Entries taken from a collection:
════════

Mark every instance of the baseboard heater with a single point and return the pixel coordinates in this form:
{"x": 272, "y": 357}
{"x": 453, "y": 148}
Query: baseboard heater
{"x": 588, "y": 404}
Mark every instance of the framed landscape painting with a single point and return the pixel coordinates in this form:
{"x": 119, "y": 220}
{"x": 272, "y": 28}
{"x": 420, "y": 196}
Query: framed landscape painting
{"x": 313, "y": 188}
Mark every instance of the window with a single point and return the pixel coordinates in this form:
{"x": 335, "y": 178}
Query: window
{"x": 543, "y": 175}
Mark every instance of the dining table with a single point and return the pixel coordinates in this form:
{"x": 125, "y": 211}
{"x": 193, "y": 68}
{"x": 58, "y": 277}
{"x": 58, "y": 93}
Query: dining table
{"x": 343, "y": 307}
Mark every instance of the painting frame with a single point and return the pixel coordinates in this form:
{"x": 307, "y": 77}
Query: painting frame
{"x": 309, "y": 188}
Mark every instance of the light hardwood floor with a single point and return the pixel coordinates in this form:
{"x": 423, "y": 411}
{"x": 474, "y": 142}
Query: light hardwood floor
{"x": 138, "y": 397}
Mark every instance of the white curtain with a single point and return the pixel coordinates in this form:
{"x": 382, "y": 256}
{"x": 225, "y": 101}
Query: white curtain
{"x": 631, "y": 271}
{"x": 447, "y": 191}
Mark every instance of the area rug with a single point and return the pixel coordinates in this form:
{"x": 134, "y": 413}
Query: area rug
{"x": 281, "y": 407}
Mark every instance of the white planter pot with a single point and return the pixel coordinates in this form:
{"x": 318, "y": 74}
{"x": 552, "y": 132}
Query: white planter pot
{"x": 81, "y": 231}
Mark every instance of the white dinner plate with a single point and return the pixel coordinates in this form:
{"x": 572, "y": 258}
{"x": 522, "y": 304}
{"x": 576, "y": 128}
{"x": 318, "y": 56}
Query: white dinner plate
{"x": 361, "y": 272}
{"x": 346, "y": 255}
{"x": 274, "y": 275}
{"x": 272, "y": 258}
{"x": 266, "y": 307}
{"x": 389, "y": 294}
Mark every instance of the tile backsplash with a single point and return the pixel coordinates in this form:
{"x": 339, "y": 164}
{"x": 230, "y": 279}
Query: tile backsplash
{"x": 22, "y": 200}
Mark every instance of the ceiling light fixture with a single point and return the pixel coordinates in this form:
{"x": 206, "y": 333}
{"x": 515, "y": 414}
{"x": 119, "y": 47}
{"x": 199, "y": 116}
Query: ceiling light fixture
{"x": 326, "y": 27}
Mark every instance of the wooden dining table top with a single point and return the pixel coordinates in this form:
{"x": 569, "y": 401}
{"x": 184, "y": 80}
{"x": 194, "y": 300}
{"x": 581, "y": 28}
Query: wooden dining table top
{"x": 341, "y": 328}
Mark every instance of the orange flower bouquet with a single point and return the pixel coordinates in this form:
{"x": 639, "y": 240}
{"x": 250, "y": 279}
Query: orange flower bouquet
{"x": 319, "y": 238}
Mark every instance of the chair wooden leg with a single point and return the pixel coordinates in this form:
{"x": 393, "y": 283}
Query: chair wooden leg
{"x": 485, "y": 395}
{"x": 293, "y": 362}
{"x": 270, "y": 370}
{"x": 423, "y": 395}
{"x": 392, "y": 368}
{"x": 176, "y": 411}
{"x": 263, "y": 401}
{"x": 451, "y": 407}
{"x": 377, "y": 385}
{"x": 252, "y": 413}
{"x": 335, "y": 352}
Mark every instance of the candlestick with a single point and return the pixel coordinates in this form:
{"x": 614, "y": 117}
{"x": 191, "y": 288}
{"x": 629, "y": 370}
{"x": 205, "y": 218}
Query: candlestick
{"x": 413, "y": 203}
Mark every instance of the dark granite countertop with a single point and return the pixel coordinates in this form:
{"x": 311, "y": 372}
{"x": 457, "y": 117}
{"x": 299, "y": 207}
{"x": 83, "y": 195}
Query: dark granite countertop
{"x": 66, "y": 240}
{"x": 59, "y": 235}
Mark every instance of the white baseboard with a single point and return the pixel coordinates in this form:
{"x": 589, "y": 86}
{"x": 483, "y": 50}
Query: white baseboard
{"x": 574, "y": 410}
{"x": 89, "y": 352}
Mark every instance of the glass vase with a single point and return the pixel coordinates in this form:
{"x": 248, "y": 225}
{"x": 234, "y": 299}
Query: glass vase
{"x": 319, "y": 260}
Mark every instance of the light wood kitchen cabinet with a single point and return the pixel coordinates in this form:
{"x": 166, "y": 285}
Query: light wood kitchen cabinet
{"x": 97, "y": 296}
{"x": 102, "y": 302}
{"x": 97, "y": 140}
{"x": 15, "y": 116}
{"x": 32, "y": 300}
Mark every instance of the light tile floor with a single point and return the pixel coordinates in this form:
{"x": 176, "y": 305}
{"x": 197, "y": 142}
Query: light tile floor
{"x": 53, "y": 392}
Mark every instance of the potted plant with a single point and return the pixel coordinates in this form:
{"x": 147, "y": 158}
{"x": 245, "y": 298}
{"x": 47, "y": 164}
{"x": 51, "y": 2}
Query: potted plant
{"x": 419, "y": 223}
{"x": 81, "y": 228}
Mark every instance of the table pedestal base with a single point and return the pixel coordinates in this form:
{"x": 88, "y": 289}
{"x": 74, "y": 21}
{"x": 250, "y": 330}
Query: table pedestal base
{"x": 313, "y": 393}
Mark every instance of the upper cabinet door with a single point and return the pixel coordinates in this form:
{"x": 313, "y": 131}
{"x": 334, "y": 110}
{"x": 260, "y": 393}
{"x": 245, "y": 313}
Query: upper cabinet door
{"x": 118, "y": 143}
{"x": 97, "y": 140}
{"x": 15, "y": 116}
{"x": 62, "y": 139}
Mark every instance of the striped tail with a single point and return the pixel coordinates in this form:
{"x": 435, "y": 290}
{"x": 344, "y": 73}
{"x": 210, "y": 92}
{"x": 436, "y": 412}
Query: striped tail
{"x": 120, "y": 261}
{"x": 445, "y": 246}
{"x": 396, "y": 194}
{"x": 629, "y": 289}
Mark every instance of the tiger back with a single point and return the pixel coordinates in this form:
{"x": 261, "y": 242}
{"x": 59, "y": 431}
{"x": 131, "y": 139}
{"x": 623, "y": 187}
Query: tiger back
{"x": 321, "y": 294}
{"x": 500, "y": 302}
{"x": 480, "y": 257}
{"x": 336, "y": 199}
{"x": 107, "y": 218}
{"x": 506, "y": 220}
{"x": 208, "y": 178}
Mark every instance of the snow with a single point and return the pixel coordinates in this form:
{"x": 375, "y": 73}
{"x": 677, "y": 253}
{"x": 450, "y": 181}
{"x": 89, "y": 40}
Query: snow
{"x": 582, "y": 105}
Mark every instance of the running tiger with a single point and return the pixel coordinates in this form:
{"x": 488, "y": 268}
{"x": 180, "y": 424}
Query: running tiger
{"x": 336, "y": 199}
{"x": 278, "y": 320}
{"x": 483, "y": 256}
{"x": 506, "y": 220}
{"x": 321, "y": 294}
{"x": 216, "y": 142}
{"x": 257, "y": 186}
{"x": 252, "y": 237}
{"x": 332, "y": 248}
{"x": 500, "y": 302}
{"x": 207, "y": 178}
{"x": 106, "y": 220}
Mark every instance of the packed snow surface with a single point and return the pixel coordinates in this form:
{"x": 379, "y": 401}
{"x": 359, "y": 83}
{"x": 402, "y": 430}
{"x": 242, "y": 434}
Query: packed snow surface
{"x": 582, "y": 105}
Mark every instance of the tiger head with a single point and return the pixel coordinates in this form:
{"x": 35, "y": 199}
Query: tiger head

════════

Faithfully reproduce all of the records, character for character.

Mark every instance of the baseboard heater with a single point and return the pixel coordinates in this form:
{"x": 272, "y": 357}
{"x": 453, "y": 148}
Query: baseboard heater
{"x": 588, "y": 404}
Mark every instance of the framed landscape painting with a single point and return the pixel coordinates in this form:
{"x": 119, "y": 220}
{"x": 272, "y": 28}
{"x": 420, "y": 196}
Query: framed landscape painting
{"x": 313, "y": 188}
Mark every instance of the window with a single point and return the pixel coordinates in this form:
{"x": 335, "y": 178}
Query: window
{"x": 543, "y": 175}
Mark every instance of the dining table with a single point and return the pixel coordinates in this form:
{"x": 125, "y": 211}
{"x": 193, "y": 68}
{"x": 58, "y": 277}
{"x": 58, "y": 93}
Query: dining table
{"x": 343, "y": 307}
Mark every instance of the painting frame with a single point and return the pixel coordinates in this form:
{"x": 307, "y": 77}
Query: painting frame
{"x": 309, "y": 188}
Mark every instance of the light hardwood floor with a single point and return the pixel coordinates in this form:
{"x": 423, "y": 411}
{"x": 474, "y": 142}
Query: light hardwood floor
{"x": 138, "y": 397}
Mark every instance of the white curtain with a single point and return the pixel coordinates in this form:
{"x": 382, "y": 256}
{"x": 225, "y": 101}
Query: white curtain
{"x": 631, "y": 271}
{"x": 447, "y": 191}
Mark every instance of the area rug with a single point and return the pixel coordinates in this form:
{"x": 134, "y": 413}
Query: area rug
{"x": 281, "y": 407}
Mark every instance of the white planter pot with a single point and return the pixel coordinates in this form:
{"x": 318, "y": 74}
{"x": 552, "y": 132}
Query: white planter pot
{"x": 81, "y": 231}
Mark every instance of the white dinner plate with a single point and return the pixel coordinates in this form:
{"x": 572, "y": 258}
{"x": 522, "y": 304}
{"x": 576, "y": 128}
{"x": 318, "y": 56}
Query: white dinner plate
{"x": 361, "y": 272}
{"x": 346, "y": 255}
{"x": 274, "y": 275}
{"x": 272, "y": 258}
{"x": 266, "y": 307}
{"x": 389, "y": 294}
Mark every instance of the tile backsplash with a single point and return the pixel coordinates in this form:
{"x": 339, "y": 164}
{"x": 230, "y": 279}
Query: tile backsplash
{"x": 22, "y": 200}
Mark every instance of the ceiling light fixture with a single point and return the pixel coordinates in this form:
{"x": 206, "y": 333}
{"x": 515, "y": 414}
{"x": 119, "y": 47}
{"x": 199, "y": 116}
Query: ceiling light fixture
{"x": 326, "y": 27}
Mark every instance of the wooden dining table top with a single point and return the pixel coordinates in this form:
{"x": 569, "y": 401}
{"x": 184, "y": 80}
{"x": 194, "y": 300}
{"x": 581, "y": 28}
Query: wooden dining table top
{"x": 341, "y": 328}
Mark every instance of the orange flower bouquet with a single point and return the pixel coordinates in this form:
{"x": 639, "y": 240}
{"x": 250, "y": 279}
Query: orange flower bouquet
{"x": 319, "y": 238}
Mark every instance of the chair wooden leg with a single point and return the pixel coordinates in this form:
{"x": 393, "y": 283}
Query: chair wooden leg
{"x": 485, "y": 395}
{"x": 293, "y": 362}
{"x": 270, "y": 370}
{"x": 423, "y": 395}
{"x": 392, "y": 368}
{"x": 176, "y": 411}
{"x": 263, "y": 401}
{"x": 451, "y": 407}
{"x": 377, "y": 385}
{"x": 252, "y": 413}
{"x": 335, "y": 352}
Mark every instance of the candlestick with a single point and return the pixel coordinates in this form:
{"x": 614, "y": 117}
{"x": 191, "y": 288}
{"x": 629, "y": 370}
{"x": 205, "y": 218}
Query: candlestick
{"x": 413, "y": 203}
Mark every instance of the dark granite countertop with a single point and return the pixel coordinates in this form:
{"x": 311, "y": 372}
{"x": 457, "y": 117}
{"x": 299, "y": 207}
{"x": 83, "y": 195}
Query: dark granite countertop
{"x": 66, "y": 240}
{"x": 59, "y": 235}
Mark every instance of the white baseboard with a single point and return the pixel coordinates in this form:
{"x": 589, "y": 86}
{"x": 483, "y": 50}
Query: white baseboard
{"x": 574, "y": 410}
{"x": 89, "y": 352}
Mark every instance of the glass vase with a single point and return the pixel coordinates in this form:
{"x": 248, "y": 225}
{"x": 234, "y": 299}
Query: glass vase
{"x": 319, "y": 260}
Mark every instance of the light wood kitchen cabinet with a single point and return the pixel coordinates in this form:
{"x": 166, "y": 285}
Query: light wood kitchen cabinet
{"x": 97, "y": 296}
{"x": 102, "y": 302}
{"x": 97, "y": 140}
{"x": 15, "y": 116}
{"x": 32, "y": 300}
Mark every instance of the light tile floor with a single point and return the pixel coordinates in this form:
{"x": 176, "y": 305}
{"x": 197, "y": 142}
Query: light tile floor
{"x": 53, "y": 392}
Mark every instance of the potted plant with a single point and return the pixel coordinates in this form:
{"x": 147, "y": 158}
{"x": 245, "y": 298}
{"x": 47, "y": 164}
{"x": 51, "y": 2}
Query: potted plant
{"x": 419, "y": 223}
{"x": 81, "y": 228}
Mark every instance of the table pedestal base with a single point and return the pixel coordinates in this form:
{"x": 88, "y": 289}
{"x": 74, "y": 21}
{"x": 250, "y": 330}
Query: table pedestal base
{"x": 313, "y": 393}
Mark every instance of the upper cabinet door with a single point and return the pixel coordinates in this form:
{"x": 313, "y": 131}
{"x": 334, "y": 110}
{"x": 260, "y": 393}
{"x": 245, "y": 313}
Query: upper cabinet door
{"x": 118, "y": 143}
{"x": 97, "y": 140}
{"x": 15, "y": 116}
{"x": 62, "y": 139}
Mark every instance of the striped tail with a single point and return the pixel coordinates in this form:
{"x": 435, "y": 290}
{"x": 344, "y": 73}
{"x": 210, "y": 92}
{"x": 436, "y": 412}
Query: striped tail
{"x": 120, "y": 261}
{"x": 445, "y": 246}
{"x": 396, "y": 194}
{"x": 629, "y": 289}
Mark every instance of the tiger back with a single point and return the pixel coordinates in this form:
{"x": 261, "y": 242}
{"x": 59, "y": 431}
{"x": 131, "y": 139}
{"x": 623, "y": 187}
Query: tiger back
{"x": 321, "y": 294}
{"x": 500, "y": 302}
{"x": 480, "y": 257}
{"x": 336, "y": 199}
{"x": 107, "y": 218}
{"x": 506, "y": 220}
{"x": 208, "y": 178}
Mark every instance of the snow with a single point and return the pixel coordinates in this form:
{"x": 375, "y": 73}
{"x": 677, "y": 253}
{"x": 450, "y": 181}
{"x": 89, "y": 40}
Query: snow
{"x": 582, "y": 105}
Mark every instance of the running tiger with a single point and return the pixel coordinates in this form:
{"x": 488, "y": 268}
{"x": 180, "y": 424}
Query: running tiger
{"x": 336, "y": 199}
{"x": 278, "y": 320}
{"x": 483, "y": 256}
{"x": 506, "y": 220}
{"x": 321, "y": 294}
{"x": 216, "y": 142}
{"x": 257, "y": 186}
{"x": 252, "y": 237}
{"x": 332, "y": 248}
{"x": 500, "y": 302}
{"x": 207, "y": 178}
{"x": 106, "y": 220}
Mark every instance of the packed snow surface with a single point and return the pixel coordinates in this form:
{"x": 379, "y": 401}
{"x": 359, "y": 83}
{"x": 402, "y": 430}
{"x": 242, "y": 434}
Query: packed snow surface
{"x": 582, "y": 105}
Mark every instance of the tiger head with a single point and return the pixel coordinates in this form:
{"x": 35, "y": 199}
Query: tiger head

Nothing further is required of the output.